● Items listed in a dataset

________________________

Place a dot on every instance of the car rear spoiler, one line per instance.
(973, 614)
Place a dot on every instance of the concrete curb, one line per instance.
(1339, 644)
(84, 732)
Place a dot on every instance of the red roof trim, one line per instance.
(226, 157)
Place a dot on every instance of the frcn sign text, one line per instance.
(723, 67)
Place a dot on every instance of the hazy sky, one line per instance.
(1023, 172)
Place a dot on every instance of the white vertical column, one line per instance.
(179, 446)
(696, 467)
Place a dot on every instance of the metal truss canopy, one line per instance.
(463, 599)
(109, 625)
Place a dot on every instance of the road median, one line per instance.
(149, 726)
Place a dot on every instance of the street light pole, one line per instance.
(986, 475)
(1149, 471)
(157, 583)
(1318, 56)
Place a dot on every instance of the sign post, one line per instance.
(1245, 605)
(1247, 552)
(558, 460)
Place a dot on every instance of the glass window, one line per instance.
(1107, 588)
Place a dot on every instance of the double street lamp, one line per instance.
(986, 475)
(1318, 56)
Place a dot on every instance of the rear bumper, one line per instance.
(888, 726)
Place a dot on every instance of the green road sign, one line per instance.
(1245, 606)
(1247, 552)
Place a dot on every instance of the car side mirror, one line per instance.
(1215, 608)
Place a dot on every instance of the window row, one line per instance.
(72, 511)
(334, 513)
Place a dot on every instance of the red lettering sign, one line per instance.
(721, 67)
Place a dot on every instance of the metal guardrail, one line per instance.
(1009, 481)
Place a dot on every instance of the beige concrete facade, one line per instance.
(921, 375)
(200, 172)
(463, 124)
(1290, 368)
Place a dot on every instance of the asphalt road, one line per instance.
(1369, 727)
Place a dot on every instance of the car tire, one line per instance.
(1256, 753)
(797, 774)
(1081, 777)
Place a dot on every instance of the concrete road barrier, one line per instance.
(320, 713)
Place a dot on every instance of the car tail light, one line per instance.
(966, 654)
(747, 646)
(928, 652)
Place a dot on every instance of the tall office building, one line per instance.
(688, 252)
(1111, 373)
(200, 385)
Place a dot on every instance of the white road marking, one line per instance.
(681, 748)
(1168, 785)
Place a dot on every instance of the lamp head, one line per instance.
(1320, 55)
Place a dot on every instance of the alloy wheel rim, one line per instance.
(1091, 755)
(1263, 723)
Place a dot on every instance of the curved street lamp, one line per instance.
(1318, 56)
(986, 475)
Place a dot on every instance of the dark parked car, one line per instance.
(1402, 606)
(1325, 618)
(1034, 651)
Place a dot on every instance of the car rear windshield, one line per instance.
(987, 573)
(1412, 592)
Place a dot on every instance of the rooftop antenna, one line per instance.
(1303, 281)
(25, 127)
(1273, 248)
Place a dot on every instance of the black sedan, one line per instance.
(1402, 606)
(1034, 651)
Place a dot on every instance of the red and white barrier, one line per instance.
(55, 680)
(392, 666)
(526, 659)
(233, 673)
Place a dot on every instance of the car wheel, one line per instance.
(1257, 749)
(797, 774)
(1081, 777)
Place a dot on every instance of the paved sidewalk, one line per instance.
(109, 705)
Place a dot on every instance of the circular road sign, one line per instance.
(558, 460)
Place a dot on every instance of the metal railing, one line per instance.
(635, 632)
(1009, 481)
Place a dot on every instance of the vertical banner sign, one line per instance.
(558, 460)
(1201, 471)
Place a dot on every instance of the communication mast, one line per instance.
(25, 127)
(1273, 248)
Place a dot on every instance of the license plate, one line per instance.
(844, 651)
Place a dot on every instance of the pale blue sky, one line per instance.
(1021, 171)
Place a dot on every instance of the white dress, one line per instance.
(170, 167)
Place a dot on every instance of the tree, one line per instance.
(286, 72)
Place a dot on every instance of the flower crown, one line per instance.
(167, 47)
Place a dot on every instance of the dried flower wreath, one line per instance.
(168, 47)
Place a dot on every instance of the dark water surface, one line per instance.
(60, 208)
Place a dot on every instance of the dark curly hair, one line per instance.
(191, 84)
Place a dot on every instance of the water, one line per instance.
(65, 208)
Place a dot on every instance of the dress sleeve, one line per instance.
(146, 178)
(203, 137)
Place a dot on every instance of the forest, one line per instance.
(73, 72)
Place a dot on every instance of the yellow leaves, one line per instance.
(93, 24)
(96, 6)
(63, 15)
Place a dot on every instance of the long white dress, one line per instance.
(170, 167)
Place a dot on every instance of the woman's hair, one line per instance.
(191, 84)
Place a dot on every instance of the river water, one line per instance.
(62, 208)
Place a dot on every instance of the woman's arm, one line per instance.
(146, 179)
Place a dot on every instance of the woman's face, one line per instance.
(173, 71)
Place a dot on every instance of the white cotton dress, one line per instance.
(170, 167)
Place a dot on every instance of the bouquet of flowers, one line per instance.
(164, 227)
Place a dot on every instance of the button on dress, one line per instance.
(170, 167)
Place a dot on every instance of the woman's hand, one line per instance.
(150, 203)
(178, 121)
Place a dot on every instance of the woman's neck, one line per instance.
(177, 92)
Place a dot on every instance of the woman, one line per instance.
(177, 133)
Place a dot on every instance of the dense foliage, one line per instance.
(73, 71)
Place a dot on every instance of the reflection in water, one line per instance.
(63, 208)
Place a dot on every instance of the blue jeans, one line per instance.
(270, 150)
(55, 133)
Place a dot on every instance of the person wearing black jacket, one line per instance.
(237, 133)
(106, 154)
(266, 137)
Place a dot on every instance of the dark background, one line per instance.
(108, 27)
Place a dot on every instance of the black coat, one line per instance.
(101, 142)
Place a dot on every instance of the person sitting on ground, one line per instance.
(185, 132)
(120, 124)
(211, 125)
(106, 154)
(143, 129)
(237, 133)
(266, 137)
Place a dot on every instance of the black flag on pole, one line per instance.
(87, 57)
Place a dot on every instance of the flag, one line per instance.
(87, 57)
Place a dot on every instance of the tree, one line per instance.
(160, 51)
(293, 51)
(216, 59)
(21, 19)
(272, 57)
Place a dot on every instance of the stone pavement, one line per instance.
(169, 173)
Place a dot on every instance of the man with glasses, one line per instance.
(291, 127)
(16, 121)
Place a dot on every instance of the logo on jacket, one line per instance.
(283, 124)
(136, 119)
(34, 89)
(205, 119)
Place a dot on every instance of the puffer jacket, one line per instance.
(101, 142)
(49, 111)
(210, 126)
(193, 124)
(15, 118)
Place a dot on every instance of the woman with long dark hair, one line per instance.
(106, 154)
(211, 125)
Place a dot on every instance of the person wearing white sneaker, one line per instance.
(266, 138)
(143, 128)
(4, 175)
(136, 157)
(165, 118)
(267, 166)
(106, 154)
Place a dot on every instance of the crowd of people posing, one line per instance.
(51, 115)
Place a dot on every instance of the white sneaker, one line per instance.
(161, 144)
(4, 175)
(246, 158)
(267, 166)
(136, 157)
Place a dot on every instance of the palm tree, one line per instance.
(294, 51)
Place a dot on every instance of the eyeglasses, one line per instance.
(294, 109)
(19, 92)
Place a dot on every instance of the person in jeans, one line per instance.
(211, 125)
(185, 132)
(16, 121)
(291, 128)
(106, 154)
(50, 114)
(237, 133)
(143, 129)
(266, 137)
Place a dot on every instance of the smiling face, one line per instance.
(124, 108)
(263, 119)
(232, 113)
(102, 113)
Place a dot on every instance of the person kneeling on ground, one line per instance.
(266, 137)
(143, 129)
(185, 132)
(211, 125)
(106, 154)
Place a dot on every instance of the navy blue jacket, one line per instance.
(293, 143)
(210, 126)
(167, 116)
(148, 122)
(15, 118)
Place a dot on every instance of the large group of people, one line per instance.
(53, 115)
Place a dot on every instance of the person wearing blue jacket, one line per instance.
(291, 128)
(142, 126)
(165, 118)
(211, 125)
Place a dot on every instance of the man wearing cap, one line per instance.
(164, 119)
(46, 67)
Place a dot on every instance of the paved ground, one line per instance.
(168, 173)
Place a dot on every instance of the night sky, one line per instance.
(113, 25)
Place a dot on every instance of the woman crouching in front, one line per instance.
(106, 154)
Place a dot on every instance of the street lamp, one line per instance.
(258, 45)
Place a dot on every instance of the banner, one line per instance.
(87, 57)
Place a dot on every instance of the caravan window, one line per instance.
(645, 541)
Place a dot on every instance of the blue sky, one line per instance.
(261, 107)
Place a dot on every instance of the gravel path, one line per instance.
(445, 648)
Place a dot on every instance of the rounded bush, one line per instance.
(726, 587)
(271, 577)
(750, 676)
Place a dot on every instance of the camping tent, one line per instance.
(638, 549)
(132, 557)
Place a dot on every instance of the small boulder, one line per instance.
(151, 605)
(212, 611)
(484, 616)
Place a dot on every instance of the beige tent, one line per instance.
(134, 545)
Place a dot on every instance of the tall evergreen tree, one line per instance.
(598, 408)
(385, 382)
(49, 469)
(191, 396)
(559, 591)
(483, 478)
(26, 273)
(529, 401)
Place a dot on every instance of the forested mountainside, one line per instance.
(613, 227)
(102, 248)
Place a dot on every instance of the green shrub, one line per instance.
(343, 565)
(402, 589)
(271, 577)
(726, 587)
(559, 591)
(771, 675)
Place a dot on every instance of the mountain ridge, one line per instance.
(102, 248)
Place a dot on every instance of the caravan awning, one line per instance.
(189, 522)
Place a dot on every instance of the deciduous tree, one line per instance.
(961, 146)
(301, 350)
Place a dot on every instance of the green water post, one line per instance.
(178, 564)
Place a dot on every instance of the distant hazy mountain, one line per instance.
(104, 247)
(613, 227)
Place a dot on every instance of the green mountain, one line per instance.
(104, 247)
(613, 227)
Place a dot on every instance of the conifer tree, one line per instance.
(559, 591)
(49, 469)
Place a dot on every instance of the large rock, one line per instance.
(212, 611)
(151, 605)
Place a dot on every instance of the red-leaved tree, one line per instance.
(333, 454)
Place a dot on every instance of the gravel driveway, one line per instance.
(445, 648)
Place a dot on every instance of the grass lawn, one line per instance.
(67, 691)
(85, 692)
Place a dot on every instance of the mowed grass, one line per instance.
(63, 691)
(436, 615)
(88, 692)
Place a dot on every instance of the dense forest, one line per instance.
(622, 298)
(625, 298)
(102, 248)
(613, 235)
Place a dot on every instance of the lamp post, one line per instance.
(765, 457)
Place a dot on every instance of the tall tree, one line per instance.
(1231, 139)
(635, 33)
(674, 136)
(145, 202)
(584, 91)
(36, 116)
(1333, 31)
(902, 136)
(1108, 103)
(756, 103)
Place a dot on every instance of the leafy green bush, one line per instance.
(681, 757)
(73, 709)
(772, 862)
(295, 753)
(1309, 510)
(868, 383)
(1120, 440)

________________________

● Set exercise
Write out the lines above, starting at the line that contains "Place a dot on every instance of the distant" and ending with the final line, and nothing else; copy them exactly.

● Solution to the exercise
Place a dot on every instance of the distant hazy mountain, one line per instance.
(104, 247)
(613, 227)
Place a dot on every instance of the green mountain, one line per instance.
(104, 247)
(613, 227)
Place a dot on every instance of the conifer tree, one line per instance.
(559, 591)
(49, 469)
Place a dot on every instance of the large rock, one line per instance.
(212, 611)
(151, 605)
Place a dot on every instance of the red-leaved tree, one line per instance.
(333, 454)
Place a dot on every instance of the gravel driveway, one line per instance.
(445, 648)
Place a dot on every instance of the grass lawn, one line per instance.
(67, 691)
(85, 692)
Place a dot on every instance of the mowed grass, one line per instance.
(63, 691)
(436, 615)
(88, 692)
Place a dot on every instance of the dense forest, one line per instance.
(622, 298)
(625, 298)
(102, 248)
(613, 235)
Place a dot on every instance of the lamp post, one line per instance.
(765, 457)
Place a dot on every instance of the tall tree, one line per instance.
(1231, 139)
(635, 33)
(674, 136)
(145, 202)
(584, 91)
(36, 116)
(1333, 31)
(902, 136)
(1108, 103)
(756, 103)
Place a dot on every instance of the leafy green bush, one line per instance.
(681, 757)
(73, 709)
(772, 862)
(295, 753)
(1309, 510)
(868, 383)
(1120, 440)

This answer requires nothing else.